>> Begin Supplied material

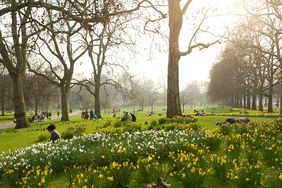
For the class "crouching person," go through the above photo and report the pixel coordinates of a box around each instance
[47,124,61,143]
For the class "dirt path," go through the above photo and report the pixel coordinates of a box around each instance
[0,111,81,130]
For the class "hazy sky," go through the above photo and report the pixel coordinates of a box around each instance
[131,0,246,89]
[77,0,246,89]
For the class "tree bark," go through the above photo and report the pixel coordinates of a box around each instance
[247,89,251,109]
[1,77,5,116]
[167,0,182,118]
[267,82,273,113]
[60,86,69,121]
[280,71,282,115]
[259,90,263,112]
[95,80,102,118]
[252,81,257,110]
[12,74,28,129]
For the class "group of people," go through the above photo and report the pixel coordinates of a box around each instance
[47,109,136,143]
[121,112,136,122]
[81,109,98,120]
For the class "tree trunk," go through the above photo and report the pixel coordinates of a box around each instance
[167,0,182,118]
[267,83,273,113]
[252,86,257,110]
[259,91,263,112]
[1,77,5,116]
[244,95,247,108]
[280,74,282,116]
[60,86,70,121]
[94,81,102,118]
[247,89,251,109]
[276,95,280,108]
[12,74,28,129]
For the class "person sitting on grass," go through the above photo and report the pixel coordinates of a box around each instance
[47,124,61,143]
[121,112,132,122]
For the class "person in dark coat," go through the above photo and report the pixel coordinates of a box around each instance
[47,124,61,142]
[130,113,136,122]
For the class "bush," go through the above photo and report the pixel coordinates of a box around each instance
[149,120,158,130]
[114,121,122,128]
[219,124,233,135]
[124,122,141,132]
[103,120,112,128]
[159,118,167,124]
[37,133,49,142]
[62,125,86,139]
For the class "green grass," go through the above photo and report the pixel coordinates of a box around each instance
[0,107,280,188]
[0,108,274,152]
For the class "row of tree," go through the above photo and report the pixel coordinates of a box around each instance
[0,0,217,128]
[208,0,282,114]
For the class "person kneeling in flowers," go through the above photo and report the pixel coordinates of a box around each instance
[47,124,61,142]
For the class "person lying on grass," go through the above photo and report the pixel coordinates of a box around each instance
[47,124,61,143]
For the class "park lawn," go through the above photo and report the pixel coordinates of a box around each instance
[0,113,162,152]
[0,112,280,188]
[196,116,276,129]
[0,113,274,152]
[0,114,14,124]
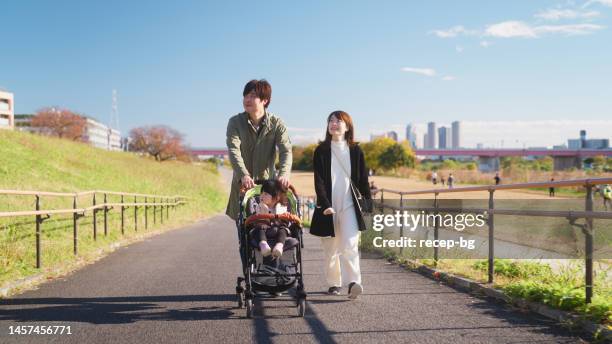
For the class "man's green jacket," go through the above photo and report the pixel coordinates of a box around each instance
[225,111,293,220]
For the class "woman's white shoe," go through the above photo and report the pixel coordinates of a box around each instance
[349,282,363,300]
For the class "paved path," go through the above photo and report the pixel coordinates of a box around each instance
[0,216,592,344]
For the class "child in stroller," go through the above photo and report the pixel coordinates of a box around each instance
[236,181,306,318]
[249,180,292,258]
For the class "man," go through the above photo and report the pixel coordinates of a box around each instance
[225,79,292,220]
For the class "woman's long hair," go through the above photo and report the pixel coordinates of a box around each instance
[320,110,359,146]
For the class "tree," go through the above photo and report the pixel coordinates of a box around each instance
[130,125,190,161]
[292,143,318,171]
[32,108,87,141]
[361,137,397,170]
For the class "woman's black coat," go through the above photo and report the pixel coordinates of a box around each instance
[310,142,372,237]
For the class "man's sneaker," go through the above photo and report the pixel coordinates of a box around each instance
[349,282,363,300]
[259,241,272,257]
[327,287,340,295]
[272,242,284,258]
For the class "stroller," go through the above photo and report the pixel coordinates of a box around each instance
[236,185,306,318]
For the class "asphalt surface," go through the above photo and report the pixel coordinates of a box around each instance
[0,215,583,344]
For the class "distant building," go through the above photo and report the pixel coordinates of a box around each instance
[0,90,15,130]
[15,114,38,133]
[15,114,121,151]
[83,118,122,151]
[451,121,461,148]
[567,130,610,149]
[425,122,437,149]
[406,124,417,149]
[438,127,452,149]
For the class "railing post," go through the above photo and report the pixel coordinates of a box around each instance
[93,192,98,240]
[159,198,164,225]
[104,194,108,236]
[584,184,593,303]
[36,195,42,269]
[400,193,404,257]
[121,195,125,235]
[488,190,495,283]
[72,195,79,256]
[434,192,440,267]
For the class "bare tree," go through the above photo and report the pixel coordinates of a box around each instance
[130,125,190,161]
[32,108,87,141]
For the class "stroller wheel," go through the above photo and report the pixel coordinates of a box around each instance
[246,299,253,318]
[298,299,306,318]
[236,293,244,308]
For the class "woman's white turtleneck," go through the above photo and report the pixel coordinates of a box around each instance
[331,140,353,214]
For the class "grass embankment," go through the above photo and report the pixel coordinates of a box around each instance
[360,220,612,327]
[0,130,226,287]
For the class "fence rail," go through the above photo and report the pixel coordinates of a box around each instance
[377,178,612,303]
[0,190,189,268]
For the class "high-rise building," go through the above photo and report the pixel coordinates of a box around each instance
[451,121,461,148]
[425,122,438,149]
[438,127,452,149]
[0,90,15,129]
[387,131,398,142]
[406,124,417,149]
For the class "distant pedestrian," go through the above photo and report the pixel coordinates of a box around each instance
[548,178,555,197]
[601,184,612,210]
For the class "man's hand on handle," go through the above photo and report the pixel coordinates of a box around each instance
[278,177,289,188]
[240,176,255,189]
[323,208,336,215]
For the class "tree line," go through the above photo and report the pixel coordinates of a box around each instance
[22,107,191,161]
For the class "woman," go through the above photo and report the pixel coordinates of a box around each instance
[310,111,371,299]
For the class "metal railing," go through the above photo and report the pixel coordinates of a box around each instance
[376,178,612,303]
[0,190,188,268]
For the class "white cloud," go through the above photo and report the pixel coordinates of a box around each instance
[485,21,537,38]
[534,9,600,21]
[485,21,605,38]
[430,25,478,38]
[582,0,612,8]
[401,67,436,77]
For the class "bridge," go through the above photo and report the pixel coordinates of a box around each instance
[415,148,612,172]
[191,148,612,172]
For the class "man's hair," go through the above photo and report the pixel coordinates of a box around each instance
[242,79,272,109]
[261,179,285,197]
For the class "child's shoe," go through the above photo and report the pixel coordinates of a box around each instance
[272,242,283,258]
[259,241,272,257]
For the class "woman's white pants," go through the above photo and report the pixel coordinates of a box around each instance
[321,206,361,287]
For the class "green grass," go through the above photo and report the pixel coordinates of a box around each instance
[0,130,227,287]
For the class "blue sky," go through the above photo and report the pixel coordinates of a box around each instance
[0,0,612,147]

>> End Supplied material

* _Your instructions_
Can you pull out every line of the entries above that contains the word "shoe" and copy each one in full? Case counts.

* _Task output_
For the class "woman's white shoe," go through the above photo and report the pixel coordinates of a box around each instance
For the class "child's shoe," go through the above photo and report the pixel coordinates of a box around each instance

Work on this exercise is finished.